--- BEGIN DATASET RECORDS ---

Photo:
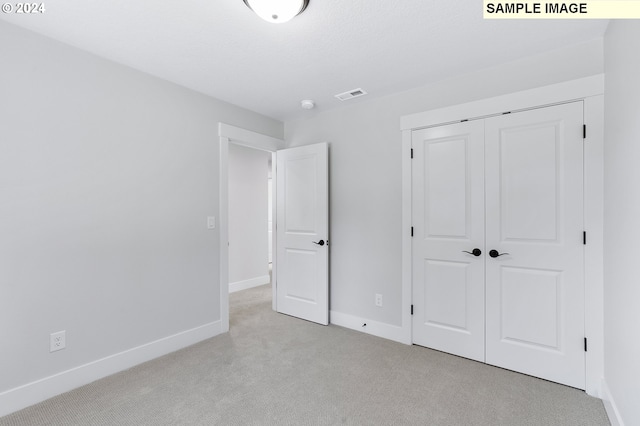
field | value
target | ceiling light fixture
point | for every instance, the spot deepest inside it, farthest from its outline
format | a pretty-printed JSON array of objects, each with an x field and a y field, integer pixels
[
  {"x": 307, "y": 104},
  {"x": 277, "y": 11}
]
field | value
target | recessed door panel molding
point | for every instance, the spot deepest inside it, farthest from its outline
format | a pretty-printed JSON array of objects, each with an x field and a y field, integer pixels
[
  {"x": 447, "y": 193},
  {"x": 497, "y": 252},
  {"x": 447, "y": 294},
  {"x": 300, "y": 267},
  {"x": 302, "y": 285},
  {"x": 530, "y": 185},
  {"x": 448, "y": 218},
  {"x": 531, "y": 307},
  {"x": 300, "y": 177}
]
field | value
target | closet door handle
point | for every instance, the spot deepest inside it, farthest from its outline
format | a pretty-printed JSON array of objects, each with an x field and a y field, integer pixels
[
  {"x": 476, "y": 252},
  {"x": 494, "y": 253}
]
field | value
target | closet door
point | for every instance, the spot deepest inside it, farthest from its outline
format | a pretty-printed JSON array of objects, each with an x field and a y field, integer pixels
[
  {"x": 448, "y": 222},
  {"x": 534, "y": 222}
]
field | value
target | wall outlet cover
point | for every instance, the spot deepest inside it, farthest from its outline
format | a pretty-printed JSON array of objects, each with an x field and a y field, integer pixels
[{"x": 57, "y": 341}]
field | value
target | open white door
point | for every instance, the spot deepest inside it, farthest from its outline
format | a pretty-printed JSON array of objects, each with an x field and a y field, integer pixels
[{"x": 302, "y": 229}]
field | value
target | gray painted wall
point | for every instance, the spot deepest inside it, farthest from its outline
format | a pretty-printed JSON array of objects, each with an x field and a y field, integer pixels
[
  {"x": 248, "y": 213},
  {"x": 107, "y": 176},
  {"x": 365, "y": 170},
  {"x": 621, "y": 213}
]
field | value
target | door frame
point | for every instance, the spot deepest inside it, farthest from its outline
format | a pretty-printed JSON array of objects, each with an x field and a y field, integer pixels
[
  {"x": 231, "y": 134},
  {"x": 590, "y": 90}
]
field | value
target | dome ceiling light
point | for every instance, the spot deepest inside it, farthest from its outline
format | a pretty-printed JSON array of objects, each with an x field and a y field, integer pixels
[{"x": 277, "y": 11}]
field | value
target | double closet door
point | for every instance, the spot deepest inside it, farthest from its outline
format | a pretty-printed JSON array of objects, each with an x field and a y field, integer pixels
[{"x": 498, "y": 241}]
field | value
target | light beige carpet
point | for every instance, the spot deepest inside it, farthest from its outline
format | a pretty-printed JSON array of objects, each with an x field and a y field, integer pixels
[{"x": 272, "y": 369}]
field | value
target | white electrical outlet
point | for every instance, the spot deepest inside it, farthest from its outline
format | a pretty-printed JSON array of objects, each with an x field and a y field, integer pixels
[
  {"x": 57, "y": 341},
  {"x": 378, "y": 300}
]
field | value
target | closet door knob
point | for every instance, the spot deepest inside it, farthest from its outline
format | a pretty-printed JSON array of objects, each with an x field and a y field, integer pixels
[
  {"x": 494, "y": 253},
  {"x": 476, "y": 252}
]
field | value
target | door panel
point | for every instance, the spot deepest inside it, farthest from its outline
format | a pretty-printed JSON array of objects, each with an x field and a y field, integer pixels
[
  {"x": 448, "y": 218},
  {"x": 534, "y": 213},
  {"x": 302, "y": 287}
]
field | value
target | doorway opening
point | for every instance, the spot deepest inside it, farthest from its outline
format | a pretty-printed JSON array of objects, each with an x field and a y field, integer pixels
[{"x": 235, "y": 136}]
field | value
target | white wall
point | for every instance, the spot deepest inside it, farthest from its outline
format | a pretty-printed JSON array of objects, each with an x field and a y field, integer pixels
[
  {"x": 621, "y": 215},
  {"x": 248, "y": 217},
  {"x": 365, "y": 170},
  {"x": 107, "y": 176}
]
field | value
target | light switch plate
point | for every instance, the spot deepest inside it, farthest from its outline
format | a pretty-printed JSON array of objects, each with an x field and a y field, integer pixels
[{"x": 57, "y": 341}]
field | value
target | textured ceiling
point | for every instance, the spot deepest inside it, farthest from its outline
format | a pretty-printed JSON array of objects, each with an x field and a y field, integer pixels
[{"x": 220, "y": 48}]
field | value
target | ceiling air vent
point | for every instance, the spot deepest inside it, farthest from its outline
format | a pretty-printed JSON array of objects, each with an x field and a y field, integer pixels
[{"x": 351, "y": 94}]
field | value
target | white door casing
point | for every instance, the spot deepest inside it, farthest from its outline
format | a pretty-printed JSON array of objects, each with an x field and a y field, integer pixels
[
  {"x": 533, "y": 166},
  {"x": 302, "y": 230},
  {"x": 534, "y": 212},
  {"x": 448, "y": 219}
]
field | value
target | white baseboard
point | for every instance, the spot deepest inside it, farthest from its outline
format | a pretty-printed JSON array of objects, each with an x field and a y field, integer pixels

--- END DATASET RECORDS ---

*PROBLEM STATEMENT:*
Go through the listing above and quote it exactly, apart from its images.

*COMPLETE ANSWER:*
Photo:
field | value
target | ceiling light fixture
point | for every instance, the spot deepest inside it, farthest from its outline
format | a pretty-printed JSON array of objects, each with an x field and a y field, integer pixels
[
  {"x": 307, "y": 104},
  {"x": 277, "y": 11}
]
field | value
target | recessed door panel molding
point | for every instance, the spot deepest inside it, farthest from its outline
format | a pretty-printed JSON array of objects, each with an x field and a y field, integer pixels
[
  {"x": 447, "y": 193},
  {"x": 497, "y": 252},
  {"x": 447, "y": 294},
  {"x": 300, "y": 267},
  {"x": 302, "y": 285},
  {"x": 530, "y": 185},
  {"x": 448, "y": 218},
  {"x": 531, "y": 307},
  {"x": 300, "y": 177}
]
field | value
target | closet door handle
point | for every instance, the spot deepest inside it, farthest from its outline
format | a pretty-printed JSON array of objects, each with an x field and a y field, integer pixels
[
  {"x": 476, "y": 252},
  {"x": 494, "y": 253}
]
field | value
target | closet door
point | for every instance, the spot deepest inside it, farthest from its outline
format | a pretty-printed JSON array of objects, each with an x field and a y field, integer pixels
[
  {"x": 448, "y": 222},
  {"x": 534, "y": 222}
]
field | value
target | wall outlet cover
point | for every instance, the spot deepest inside it, farthest from its outline
format | a pretty-printed JSON array of objects, each with an x field and a y field, integer pixels
[{"x": 57, "y": 341}]
field | value
target | open white door
point | for every instance, the spot deepest inside it, farthest from its outline
format | a pretty-printed JSON array of objects, each with an x field and a y field, integer pixels
[{"x": 302, "y": 229}]
field | value
target | gray painted wall
point | for every instance, the spot deepest inside it, farthest from its outline
format | a pretty-printed JSON array of objects, each with an x field and a y field, integer pixels
[
  {"x": 248, "y": 213},
  {"x": 107, "y": 176},
  {"x": 365, "y": 170},
  {"x": 621, "y": 213}
]
field | value
target | door frame
point | for every instance, the spot deepest inside it, farthest from its outline
format | a pretty-printed JSON array of objects, each with an x field and a y field, integer pixels
[
  {"x": 231, "y": 134},
  {"x": 590, "y": 90}
]
field | value
target | dome ceiling light
point | for every instance, the spot deepest inside it, farthest from its outline
format | a pretty-printed JSON array of objects, each with an x field and a y field, integer pixels
[{"x": 277, "y": 11}]
field | value
target | double closet door
point | for every instance, the spot deepest inside it, farthest from its outline
format | a pretty-printed JSON array of objects, each with an x field and a y field, integer pixels
[{"x": 498, "y": 241}]
field | value
target | light beige carpet
point | for every instance, the spot deepest inside it, farthest from its outline
format | a pretty-printed JSON array of objects, each with an x field and a y field, integer pixels
[{"x": 272, "y": 369}]
field | value
target | white electrical outlet
point | for every instance, the spot deepest inside it, farthest from its outline
format | a pretty-printed JSON array of objects, each with an x field and a y field, integer pixels
[
  {"x": 57, "y": 341},
  {"x": 378, "y": 300}
]
field | value
target | closet door knob
point | for every instance, the spot deepest inside it, farthest from its outline
format | a pretty-printed JSON array of objects, each with an x field and a y field, integer pixels
[
  {"x": 494, "y": 253},
  {"x": 476, "y": 252}
]
field | value
target | door panel
point | for every instance, the spot deepest inside it, farthest from its outline
format | a pretty-printed JSON array of objects, each with an x field and a y field, integer pixels
[
  {"x": 448, "y": 218},
  {"x": 534, "y": 213},
  {"x": 302, "y": 287}
]
field | value
target | doorway opening
point | for every instance, the spot deepest inside it, farthest from its outline
format | a pretty-printed JSON array of objects, each with an x field and a y field, integer pixels
[{"x": 235, "y": 136}]
field | value
target | white wall
point | for every instance, the spot deepest inside it, farthest from its outline
format | a pretty-printed JSON array of objects, each with an x field and a y field, integer pixels
[
  {"x": 621, "y": 215},
  {"x": 248, "y": 217},
  {"x": 365, "y": 170},
  {"x": 107, "y": 176}
]
field | value
target | light switch plate
point | for every instance, the spot deepest inside it, farthest from its outline
format | a pretty-printed JSON array of objects, each with an x field and a y field, integer pixels
[{"x": 57, "y": 341}]
field | value
target | textured ceiling
point | for every instance, the spot deepest inside it, farthest from its outline
format | a pretty-printed JSON array of objects, each with an x field and a y field, integer pixels
[{"x": 220, "y": 48}]
field | value
target | ceiling air vent
point | for every instance, the spot deepest inside it, farthest from its outline
format | a pretty-printed JSON array of objects, each with an x field and a y field, integer pixels
[{"x": 351, "y": 94}]
field | value
target | white door casing
point | for every instance, the spot deepest inside it, farthest from its outline
format | a pretty-printed JSON array of objects, each with an x field and a y field, integer pixels
[
  {"x": 533, "y": 166},
  {"x": 302, "y": 230},
  {"x": 534, "y": 212},
  {"x": 448, "y": 219}
]
field | value
target | white baseboard
point | for every instance, the spot deepest inside it, farthest from its outline
format | a pretty-printed JSON array of objects, each with an x field and a y field, integer pixels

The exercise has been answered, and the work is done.